▸ **Task description**:
When you reach the entries, transcribe each one exactly.

::: Information provided

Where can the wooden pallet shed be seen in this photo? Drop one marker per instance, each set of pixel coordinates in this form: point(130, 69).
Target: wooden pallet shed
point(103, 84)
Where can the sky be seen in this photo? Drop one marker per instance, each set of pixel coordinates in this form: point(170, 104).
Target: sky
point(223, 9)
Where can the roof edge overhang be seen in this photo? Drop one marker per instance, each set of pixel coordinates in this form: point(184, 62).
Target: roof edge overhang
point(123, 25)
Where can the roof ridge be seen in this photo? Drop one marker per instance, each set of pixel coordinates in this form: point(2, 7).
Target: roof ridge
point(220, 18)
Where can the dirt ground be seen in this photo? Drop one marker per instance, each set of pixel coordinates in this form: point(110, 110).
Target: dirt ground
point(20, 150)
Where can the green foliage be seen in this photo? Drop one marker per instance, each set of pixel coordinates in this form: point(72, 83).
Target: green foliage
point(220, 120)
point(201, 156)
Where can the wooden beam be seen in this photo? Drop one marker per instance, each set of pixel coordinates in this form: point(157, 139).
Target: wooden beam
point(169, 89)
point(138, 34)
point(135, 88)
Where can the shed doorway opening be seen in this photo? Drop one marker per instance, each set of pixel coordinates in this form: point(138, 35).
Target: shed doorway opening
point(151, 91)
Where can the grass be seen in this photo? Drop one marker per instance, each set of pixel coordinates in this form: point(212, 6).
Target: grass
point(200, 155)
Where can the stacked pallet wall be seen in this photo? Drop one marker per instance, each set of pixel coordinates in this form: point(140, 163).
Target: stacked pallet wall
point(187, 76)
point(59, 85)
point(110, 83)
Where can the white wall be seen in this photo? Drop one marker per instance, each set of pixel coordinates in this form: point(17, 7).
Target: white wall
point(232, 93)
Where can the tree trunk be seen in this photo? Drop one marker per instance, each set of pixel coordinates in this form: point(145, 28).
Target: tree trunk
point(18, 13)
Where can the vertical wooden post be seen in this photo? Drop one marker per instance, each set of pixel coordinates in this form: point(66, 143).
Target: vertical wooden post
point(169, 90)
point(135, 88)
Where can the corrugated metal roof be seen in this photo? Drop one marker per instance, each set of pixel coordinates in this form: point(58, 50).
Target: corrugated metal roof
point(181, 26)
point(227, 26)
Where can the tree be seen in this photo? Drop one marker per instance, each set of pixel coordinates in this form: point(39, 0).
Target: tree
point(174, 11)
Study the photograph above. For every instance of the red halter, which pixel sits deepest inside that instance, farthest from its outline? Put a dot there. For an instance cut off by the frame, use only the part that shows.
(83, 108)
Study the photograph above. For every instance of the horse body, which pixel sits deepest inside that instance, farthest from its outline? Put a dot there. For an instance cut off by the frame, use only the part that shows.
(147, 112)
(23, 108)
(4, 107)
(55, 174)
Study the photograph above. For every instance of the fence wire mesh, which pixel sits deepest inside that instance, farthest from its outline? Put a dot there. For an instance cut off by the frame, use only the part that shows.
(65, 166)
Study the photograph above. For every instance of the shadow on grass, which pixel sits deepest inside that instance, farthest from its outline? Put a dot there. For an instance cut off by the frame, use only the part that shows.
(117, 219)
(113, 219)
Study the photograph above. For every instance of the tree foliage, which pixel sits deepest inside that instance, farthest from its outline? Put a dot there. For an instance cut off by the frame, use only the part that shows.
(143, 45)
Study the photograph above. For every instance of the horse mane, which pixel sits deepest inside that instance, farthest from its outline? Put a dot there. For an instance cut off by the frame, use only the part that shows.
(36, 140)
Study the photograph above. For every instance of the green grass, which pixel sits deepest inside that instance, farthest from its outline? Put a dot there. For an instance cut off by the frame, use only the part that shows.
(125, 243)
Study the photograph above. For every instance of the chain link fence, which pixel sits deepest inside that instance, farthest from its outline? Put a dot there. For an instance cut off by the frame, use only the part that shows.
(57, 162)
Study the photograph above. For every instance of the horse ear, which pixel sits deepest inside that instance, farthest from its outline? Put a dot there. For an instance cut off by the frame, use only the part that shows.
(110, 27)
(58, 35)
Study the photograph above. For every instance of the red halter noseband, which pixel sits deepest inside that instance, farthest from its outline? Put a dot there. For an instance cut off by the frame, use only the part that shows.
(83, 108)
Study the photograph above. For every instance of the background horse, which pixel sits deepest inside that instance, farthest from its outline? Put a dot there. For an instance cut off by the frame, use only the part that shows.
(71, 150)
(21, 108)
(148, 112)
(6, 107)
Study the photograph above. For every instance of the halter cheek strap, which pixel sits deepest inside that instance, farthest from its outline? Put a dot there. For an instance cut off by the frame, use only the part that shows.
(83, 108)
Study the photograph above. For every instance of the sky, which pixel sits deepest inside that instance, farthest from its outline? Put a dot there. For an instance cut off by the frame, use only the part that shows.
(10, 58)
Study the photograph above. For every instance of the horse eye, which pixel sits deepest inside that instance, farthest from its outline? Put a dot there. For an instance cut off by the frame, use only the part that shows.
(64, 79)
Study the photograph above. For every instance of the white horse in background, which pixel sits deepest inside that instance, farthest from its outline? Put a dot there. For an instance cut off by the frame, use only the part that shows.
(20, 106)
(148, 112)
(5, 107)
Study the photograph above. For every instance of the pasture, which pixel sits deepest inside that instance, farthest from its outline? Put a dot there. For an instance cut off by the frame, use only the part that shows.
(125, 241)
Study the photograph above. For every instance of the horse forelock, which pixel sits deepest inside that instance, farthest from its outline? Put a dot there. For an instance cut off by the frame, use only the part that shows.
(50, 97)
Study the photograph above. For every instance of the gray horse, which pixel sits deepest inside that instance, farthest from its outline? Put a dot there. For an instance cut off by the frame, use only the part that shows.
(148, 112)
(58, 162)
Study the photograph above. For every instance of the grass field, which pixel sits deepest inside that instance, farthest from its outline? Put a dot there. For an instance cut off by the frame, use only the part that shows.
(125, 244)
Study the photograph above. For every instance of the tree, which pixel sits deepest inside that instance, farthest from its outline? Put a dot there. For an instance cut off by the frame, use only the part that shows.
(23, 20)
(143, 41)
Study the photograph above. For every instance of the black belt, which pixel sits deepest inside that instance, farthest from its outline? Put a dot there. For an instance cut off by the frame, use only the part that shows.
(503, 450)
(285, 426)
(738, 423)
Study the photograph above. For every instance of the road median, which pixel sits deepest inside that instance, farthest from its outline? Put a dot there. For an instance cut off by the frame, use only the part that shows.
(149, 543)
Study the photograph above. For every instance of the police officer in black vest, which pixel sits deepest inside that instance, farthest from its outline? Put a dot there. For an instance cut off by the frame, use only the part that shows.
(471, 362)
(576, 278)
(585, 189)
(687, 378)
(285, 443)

::::::

▸ **Response for this exercise**:
Where can the wooden pallet shed be seen in this photo? Drop one marker per instance, each set of pixel coordinates in this form: point(130, 69).
Target: wooden pallet shed
point(103, 84)
Where can the sky be seen in this photo? Drop one marker per instance, each set of pixel coordinates in this form: point(170, 104).
Target: sky
point(223, 9)
Where can the roof edge overhang be seen in this photo? Drop one marker per instance, each set of pixel coordinates in this form: point(184, 62).
Target: roof edge overhang
point(123, 25)
Where can the roof ridge be seen in this photo? Drop one marker per instance, each set of pixel coordinates in this form: point(2, 7).
Target: roof ridge
point(220, 18)
Where can the dirt ground be seen in this photo? Drop one marker per instance, each set of pixel coordinates in this form: point(110, 110).
Target: dirt ground
point(20, 150)
Where can the green foliage be seen in this photo? Drop one marker per instance, each set of pixel coordinates in this form: point(72, 83).
Target: green foliage
point(220, 120)
point(201, 156)
Where can the wooden beam be seen in this photo? Drop one marker per instance, each set of pixel coordinates in this form: point(157, 139).
Target: wooden beam
point(169, 89)
point(138, 34)
point(135, 88)
Where can the shed doorway opening be seen in this photo? Drop one marker per instance, each set of pixel coordinates in this form: point(138, 35).
Target: shed doorway opening
point(151, 91)
Where can the grass be seen in this photo? Drop one marker per instance, each set of pixel coordinates in this form: point(212, 6).
Target: grass
point(200, 155)
Where can the stacked pallet wall be seen in this photo? Drop one marker per instance, each set of pixel coordinates in this form: point(140, 163).
Target: stacked pallet wall
point(187, 76)
point(59, 85)
point(110, 83)
Where can the white wall be seen in this photo? Drop one marker per instance, each set of pixel coordinates in this form: point(17, 7).
Target: white wall
point(232, 93)
Where can the tree trunk be seen in this photo? Drop one marker per instance, each set of pixel coordinates in this form: point(145, 28).
Target: tree trunk
point(18, 13)
Where can the vertical wooden post be seen in this photo? Drop one marker per instance, each set of pixel coordinates in this form: point(66, 143).
Target: vertical wooden post
point(169, 90)
point(135, 88)
Where can the corrugated metal roof be seen in this photo? Drop one marker per instance, each set of pixel coordinates in this form: point(58, 50).
Target: corrugated metal roof
point(181, 26)
point(227, 26)
Where can the tree be seen in this photo? Drop one marker per instance, each set of pixel coordinates in this form: point(39, 0).
Target: tree
point(174, 11)
Study the photograph above. For every instance of the red halter, which pixel sits deepest inside that instance, farthest from its outline? Put a dot there. For an instance cut off by the frame, use only the part that shows.
(83, 108)
Study the photograph above. For every instance of the horse body, which pixel sits deepest inside that instance, farthest from its outline? Put a dot there. For an instance cut off by the frame, use only the part that shows.
(147, 112)
(23, 108)
(4, 107)
(55, 174)
Study the photograph above. For every instance of the fence wire mesh, which pixel sits deepest inside that instance, farthest from its outline? Put a dot there. For an instance cut off by the frame, use only the part that shows.
(65, 166)
Study the photograph above. For every instance of the shadow on grass, which pixel sits deepest inside that instance, farthest from its outline? Put a dot there. For an instance cut off by the frame, use only the part that shows.
(117, 219)
(113, 219)
Study the photograph above. For every instance of the tree foliage, which pixel sits deepest inside that instance, farthest from its outline? Put a dot there. For an instance cut off by the frame, use only the part that shows.
(143, 45)
Study the photograph above. For every instance of the horse mane, which pixel sits deepest inside that instance, farthest from its outline? Put a dot there. For an instance cut off by the frame, use only the part that shows.
(36, 140)
Study the photograph above. For every instance of the green grass, which pixel sits deepest inside that instance, farthest from its outline? Put a dot there. For an instance cut off by the frame, use only the part that shows.
(125, 243)
Study the photograph above. For every instance of the chain link fence, which pixel sits deepest inside that instance, farthest from its outline? Put a dot there. For an instance cut off by the frame, use only the part that shows.
(57, 162)
Study the photograph above. For every instance of the horse ear, which pixel sits deepest inside that instance, farthest from its outline? Put a dot there. For an instance cut off by the frame, use only the part that shows.
(110, 27)
(58, 35)
Study the photograph above. For every instance of the red halter noseband, which pixel sits deepest inside that instance, farthest from its outline? Put a dot there. For an instance cut off by the frame, use only the part that shows.
(83, 108)
Study the photograph above. For every instance of the background horse, which pixel sits deepest inside that instance, farthest from its outline? Put a dot there. For an instance cut off by the frame, use only the part that shows.
(71, 150)
(21, 108)
(148, 112)
(6, 107)
Study the photograph above. For every instance of the halter cheek strap, which pixel sits deepest inside that instance, farthest from its outline? Put a dot there. For an instance cut off by the frame, use only the part that shows.
(83, 108)
Study the photograph above. For every instance of the sky, which pixel sits deepest inside that instance, farthest from its outline? Put a dot there. For an instance cut off by the frame, use only the part that shows.
(10, 58)
Study the photograph above. For every instance of the horse eye, which pixel sits deepest inside that instance, farthest from its outline? Put a dot there. For an instance cut off by the frame, use only the part that shows.
(64, 79)
Study the photograph above. For every instance of the white horse in background, which pixel sits deepest inside that instance, farthest from its outline? Put a dot there. For an instance cut off by the frame, use only the part that shows.
(20, 106)
(148, 112)
(5, 107)
Study the photograph above. For every instance of the pasture, which pixel sits deepest inside that instance, farthest from its outline? Put a dot there. For an instance cut off by the frame, use only the part that shows.
(125, 241)
Study the photograph above. For every instance of the horse forelock, which pixel sits deepest inside that instance, farthest from its outline? Put a dot there. For an instance cut off by the frame, use only the part that shows.
(50, 97)
Study the photograph above. For every instance of the gray horse, which pixel sits deepest inside that instance, farthest from its outline? Put a dot there. For an instance cut off by the frame, use only the part that shows.
(148, 112)
(58, 162)
Study the photograph above. For every instance of the grass field, which pixel sits deepest inside that instance, farthest from its outline? Put a dot there. For an instance cut off by the frame, use only the part that shows.
(125, 244)
Study the photograph above. For every instance of the tree, which pixel sits deepest inside that instance, farthest from its outline? Put a dot there. For an instance cut off by the frame, use only the part that shows.
(23, 20)
(143, 41)
Study the photograph above. For every instance of the black belt, which pixel sits deepest inside that instance, farthest from its outline? Put a dot there. For an instance cut off by the frame, use only the part that shows.
(503, 450)
(285, 426)
(738, 423)
Study the photograph above. For every instance of the road median, which pixel sits deepest inside that instance, farthest from its outline? Put a dot there. For an instance cut off by the frame, use only the part that shows.
(149, 543)
Study the photograph above. For every instance of the police officer in black vest, which pixel sits deepest inside that instance, farthest from its outline? Put a dot there. For an instance cut off by the frame, use only the part that shows.
(471, 362)
(576, 278)
(585, 189)
(687, 378)
(285, 443)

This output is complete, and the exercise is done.